Some records
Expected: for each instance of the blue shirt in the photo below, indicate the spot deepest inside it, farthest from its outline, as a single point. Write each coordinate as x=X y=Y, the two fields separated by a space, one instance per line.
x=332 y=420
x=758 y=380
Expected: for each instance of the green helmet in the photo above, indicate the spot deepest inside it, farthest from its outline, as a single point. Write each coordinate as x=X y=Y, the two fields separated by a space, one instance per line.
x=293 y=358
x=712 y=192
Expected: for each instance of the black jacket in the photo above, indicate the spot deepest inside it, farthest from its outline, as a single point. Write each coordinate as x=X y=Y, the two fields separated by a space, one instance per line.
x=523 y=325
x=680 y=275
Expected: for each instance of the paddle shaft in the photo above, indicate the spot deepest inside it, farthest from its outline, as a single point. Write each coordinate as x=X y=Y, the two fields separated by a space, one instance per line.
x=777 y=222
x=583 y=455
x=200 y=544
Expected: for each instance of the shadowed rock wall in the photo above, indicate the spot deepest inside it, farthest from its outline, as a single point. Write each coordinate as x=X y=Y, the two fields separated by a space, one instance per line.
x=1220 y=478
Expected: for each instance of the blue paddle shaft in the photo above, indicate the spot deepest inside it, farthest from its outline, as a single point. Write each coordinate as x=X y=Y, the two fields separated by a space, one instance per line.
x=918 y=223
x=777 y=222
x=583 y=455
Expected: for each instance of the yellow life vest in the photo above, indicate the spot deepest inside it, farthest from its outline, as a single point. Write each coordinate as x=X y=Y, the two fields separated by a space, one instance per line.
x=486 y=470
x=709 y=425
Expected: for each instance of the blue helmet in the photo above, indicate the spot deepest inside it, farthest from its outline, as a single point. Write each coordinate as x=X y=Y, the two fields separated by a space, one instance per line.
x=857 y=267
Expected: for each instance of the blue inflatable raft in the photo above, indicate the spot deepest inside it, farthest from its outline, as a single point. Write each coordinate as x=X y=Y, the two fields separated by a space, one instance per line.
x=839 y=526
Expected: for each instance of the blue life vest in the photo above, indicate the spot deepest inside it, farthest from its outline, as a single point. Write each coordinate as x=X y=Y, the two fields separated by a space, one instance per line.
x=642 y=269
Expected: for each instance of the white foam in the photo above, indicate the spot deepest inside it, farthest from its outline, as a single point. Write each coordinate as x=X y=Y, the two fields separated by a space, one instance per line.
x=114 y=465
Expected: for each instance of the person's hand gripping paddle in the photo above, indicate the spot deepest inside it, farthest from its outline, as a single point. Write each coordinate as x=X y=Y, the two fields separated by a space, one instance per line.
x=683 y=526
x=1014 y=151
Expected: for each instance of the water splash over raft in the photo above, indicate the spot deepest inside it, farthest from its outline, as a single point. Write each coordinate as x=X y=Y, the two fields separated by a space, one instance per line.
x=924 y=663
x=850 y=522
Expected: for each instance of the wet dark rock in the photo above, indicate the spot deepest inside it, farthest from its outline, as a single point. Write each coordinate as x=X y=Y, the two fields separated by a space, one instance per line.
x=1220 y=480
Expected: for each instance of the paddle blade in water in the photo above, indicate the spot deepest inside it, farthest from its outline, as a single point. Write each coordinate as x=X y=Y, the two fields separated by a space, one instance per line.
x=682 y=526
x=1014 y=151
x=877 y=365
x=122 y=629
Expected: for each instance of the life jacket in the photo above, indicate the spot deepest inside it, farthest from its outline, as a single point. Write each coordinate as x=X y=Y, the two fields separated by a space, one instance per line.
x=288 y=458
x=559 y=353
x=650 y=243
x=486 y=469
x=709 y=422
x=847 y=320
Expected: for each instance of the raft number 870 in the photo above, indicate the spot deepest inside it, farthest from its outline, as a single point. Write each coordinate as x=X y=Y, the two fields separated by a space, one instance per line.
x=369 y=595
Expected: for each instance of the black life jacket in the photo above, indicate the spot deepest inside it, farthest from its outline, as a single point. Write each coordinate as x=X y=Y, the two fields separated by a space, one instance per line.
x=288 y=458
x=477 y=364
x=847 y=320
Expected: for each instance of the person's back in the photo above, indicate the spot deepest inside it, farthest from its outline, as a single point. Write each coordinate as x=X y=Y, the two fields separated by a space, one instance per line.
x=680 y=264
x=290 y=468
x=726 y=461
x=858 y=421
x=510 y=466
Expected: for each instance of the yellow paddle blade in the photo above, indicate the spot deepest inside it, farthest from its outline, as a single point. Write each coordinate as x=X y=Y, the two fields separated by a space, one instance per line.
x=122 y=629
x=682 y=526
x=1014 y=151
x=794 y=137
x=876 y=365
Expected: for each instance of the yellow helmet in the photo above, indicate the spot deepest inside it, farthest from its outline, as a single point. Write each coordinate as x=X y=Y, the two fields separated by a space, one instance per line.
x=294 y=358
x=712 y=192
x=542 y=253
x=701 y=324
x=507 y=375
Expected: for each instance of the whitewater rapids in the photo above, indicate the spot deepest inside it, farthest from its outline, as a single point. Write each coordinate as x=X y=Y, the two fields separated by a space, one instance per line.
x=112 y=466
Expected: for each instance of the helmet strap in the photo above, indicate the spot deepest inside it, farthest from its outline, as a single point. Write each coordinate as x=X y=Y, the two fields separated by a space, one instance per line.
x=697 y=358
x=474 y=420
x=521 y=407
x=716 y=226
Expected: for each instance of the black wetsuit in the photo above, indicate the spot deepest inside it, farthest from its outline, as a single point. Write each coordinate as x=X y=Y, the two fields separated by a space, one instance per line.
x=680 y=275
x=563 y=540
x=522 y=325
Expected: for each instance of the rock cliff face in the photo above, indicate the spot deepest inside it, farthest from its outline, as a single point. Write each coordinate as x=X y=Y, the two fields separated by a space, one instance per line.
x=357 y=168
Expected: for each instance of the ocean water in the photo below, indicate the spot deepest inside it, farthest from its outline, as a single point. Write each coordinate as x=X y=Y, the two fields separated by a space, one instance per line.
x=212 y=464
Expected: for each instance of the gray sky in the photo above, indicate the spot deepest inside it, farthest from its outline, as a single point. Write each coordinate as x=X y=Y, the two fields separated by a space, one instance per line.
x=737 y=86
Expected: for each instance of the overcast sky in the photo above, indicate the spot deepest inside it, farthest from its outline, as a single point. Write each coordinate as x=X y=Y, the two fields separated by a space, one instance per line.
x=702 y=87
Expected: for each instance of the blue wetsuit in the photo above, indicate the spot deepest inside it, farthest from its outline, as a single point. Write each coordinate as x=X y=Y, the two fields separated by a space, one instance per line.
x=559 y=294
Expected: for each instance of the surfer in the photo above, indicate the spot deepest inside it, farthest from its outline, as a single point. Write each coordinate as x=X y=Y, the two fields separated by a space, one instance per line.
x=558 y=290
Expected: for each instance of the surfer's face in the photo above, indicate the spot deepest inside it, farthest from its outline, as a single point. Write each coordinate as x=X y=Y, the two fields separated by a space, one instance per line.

▶ _Work to complete_:
Copy out every item above word for word, in the same order.

▶ _Solution to the problem_:
Expected: for each instance of the blue shirt in the photo below, indicate the spot deepest inside it, farthest from its outline, as a single point. Write each coordinate as x=X y=Y, the two fields separated by a space, one instance per line.
x=332 y=420
x=758 y=380
Expected: for each instance of the green helmet in the photo above, indicate the spot deepest inside it, farthest from its outline, as a single point. Write each coordinate as x=X y=Y, the two fields separated by a space, one instance per line.
x=293 y=358
x=712 y=192
Expected: for each instance of the black jacket in the photo above, indicate the spot deepest inside it, farthest from its outline, as a single point. Write each coordinate as x=X y=Y, the two fields separated by a space, one instance per line.
x=523 y=325
x=680 y=275
Expected: for each instance of the paddle shaft in the photo above, indicate the spot deepest inside it, farthest from its outline, as a single point. Write each coordinate as x=X y=Y, the two fields separated by a space, one instance per line.
x=777 y=222
x=583 y=455
x=200 y=544
Expected: for each instance of the shadowed rock wall in the photo above, indicate the spot deepest inside it, farthest from its outline, as a single point. Write each coordinate as x=X y=Y, the two fields separated by a space, one instance per line.
x=1220 y=478
Expected: for each instance of the blue paddle shaft in the photo above, indicate the spot deepest inside it, farthest from its outline, as a single point. Write each coordinate as x=X y=Y, the two fields separated by a space, one instance per line.
x=918 y=223
x=777 y=222
x=583 y=455
Expected: for each instance of the yellow life vest in the photo above, indicate the spot deepest inside it, farthest from its outline, as a single point. Write each coordinate as x=X y=Y, the two fields separated by a space, one instance per line.
x=486 y=470
x=709 y=425
Expected: for each instance of the blue helmet in the photo above, indicate the spot deepest inside it, farthest from its outline, as a single point. Write each coordinate as x=X y=Y, the two fields separated by a space, one instance per line.
x=857 y=267
Expected: for each instance of the blue inflatable raft in the photo above, indicate the spot deepest inside it, farthest from its outline, as a single point. Write each coordinate as x=X y=Y, the two fields separated by a space, one instance per line.
x=839 y=526
Expected: for each instance of the blue life vest in the photo above, indicate the spot deepest inside it, farthest from its outline, as a single point. Write each coordinate as x=X y=Y, the two fields separated by a space, one instance per line.
x=642 y=269
Expected: for each instance of the white foam in the photo above, indicate the spot deepest inside it, farthest from its outline, as a single point. Write each coordinate as x=X y=Y, the two fields separated by a space, one instance per line.
x=114 y=465
Expected: for each instance of the person's hand gripping paddle in the photo above, indicate the spot deepest inside it, farthest from its outline, as a single point. Write each coordinate as x=X y=Y, the two fields separated by a space, one instance per line.
x=683 y=526
x=1014 y=151
Expected: for each instance of the water splash over raft in the photo above, indicate the spot deepest inside it, farthest from its outline, as a single point. Write each coordinate as x=X y=Y, the two fields separated by a space, one instance per line.
x=924 y=663
x=850 y=522
Expected: for each instance of the wet dark rock in the photo above, indicate the spot deepest inside it, farthest from its outline, as a single point. Write each coordinate as x=X y=Y, the two fields separated by a space, one instance per line.
x=1220 y=480
Expected: for each instance of the paddle blade in water in the photo above, indicate the spot deepest inside it, farthest from its outline, as a single point. Write each coordinate as x=X y=Y, the two fields separated by a space, one instance per line.
x=682 y=526
x=1014 y=151
x=877 y=365
x=122 y=629
Expected: for each instance of the life jacket in the photo above, indicate the spot deepest inside it, farthest from its outline, as a single point. Write each coordinate as x=X y=Y, the two fields separated by a space, one instance per line.
x=288 y=458
x=559 y=353
x=650 y=243
x=486 y=469
x=709 y=422
x=847 y=320
Expected: for each instance of the raft number 870 in the photo above, indicate the spot deepest inside it, farthest from its outline, as a single point. Write each coordinate as x=X y=Y, the two fields separated by a space, one instance per line.
x=369 y=595
Expected: for each instance of the black life jacket in the photo above, indicate the spot deepest inside it, farthest from its outline, as a single point. Write each coordinate as x=X y=Y, the two fields separated by a space, one instance per line.
x=288 y=458
x=477 y=364
x=847 y=320
Expected: for each instance of the person's back in the photo above, indicate the spot deepest inside it, farthest from its outline, as a single point. Write each coordinate as x=X y=Y, the two fields separated by a space, one instance per line.
x=680 y=264
x=290 y=468
x=726 y=461
x=858 y=421
x=510 y=466
Expected: for each instance of the yellow paddle blade in the photo above, indicate the spot deepest inside it, farthest from its outline, as a single point. Write each coordinate as x=X y=Y, the two fields separated by a space, one instance per line.
x=122 y=629
x=682 y=526
x=1014 y=151
x=794 y=137
x=876 y=365
Expected: for each instance of the yellow helmet in the photo above, indicate the spot deepest inside it, farthest from its outline, as a single point. Write each coordinate as x=X y=Y, the two fields separated by a space, one instance per line.
x=294 y=358
x=712 y=192
x=542 y=253
x=701 y=324
x=507 y=375
Expected: for each instance of the whitewater rapids in the photo above, indicate the spot deepest inside it, farthest from its outline, as a single point. Write each coordinate as x=X y=Y, the two fields separated by a space, one instance per line.
x=112 y=466
Expected: for each instance of the helmet strap in the photo above, indicate the spot deepest inside it, farthest from its outline, as a single point. Write each coordinate as x=X y=Y, the two fields separated by a space, one instance per line.
x=697 y=358
x=474 y=420
x=521 y=407
x=716 y=226
Expected: for each instance of the black wetsuit in the photo above, indicate the spot deepest inside it, farthest from its outline, as a single point. Write each coordinate as x=X y=Y, the two fields separated by a space, one instance per line.
x=680 y=275
x=563 y=540
x=522 y=325
Expected: for each instance of the rock cliff face in the photo above, indicate the spot deepest inside it, farthest from its outline, as a single point. Write each coordinate as x=X y=Y, the two fields separated by a space, one instance per line.
x=357 y=168
Expected: for each instance of the ocean water in the photo below, indicate the spot deepest inside it, farthest from its outline, as a single point. Write each coordinate as x=X y=Y, the two fields separated by a space, one instance per line.
x=212 y=464
Expected: for each instance of the gray sky in the photo above, indicate the spot deepest inside it, farthest from its outline, as a single point. Write each coordinate as x=X y=Y, the two fields separated by a space, one instance per line.
x=737 y=86
Expected: for each instance of the overcast sky in the photo above, indicate the spot deepest inside it, farthest from its outline, as a single point. Write each coordinate as x=X y=Y, the two fields separated by a space, one instance per line.
x=702 y=87
Expected: for each instance of the blue wetsuit in the photo above, indicate the spot deepest inside it, farthest from its outline, as a single point. Write each coordinate as x=X y=Y, the two fields separated by a space, one instance per line.
x=559 y=294
Expected: for each instance of the surfer in the photo above, indicate the spot deepest inside it, farthest from its outline, as a single point. Write each coordinate as x=X y=Y, the two fields separated by a space, one instance per line.
x=558 y=290
Expected: for each instance of the surfer's face in the photo above, indicate the spot deepest inside it, farthest from its outline, as a single point. Write each coordinate as x=X y=Y, the two fields separated by a space, one instance per line.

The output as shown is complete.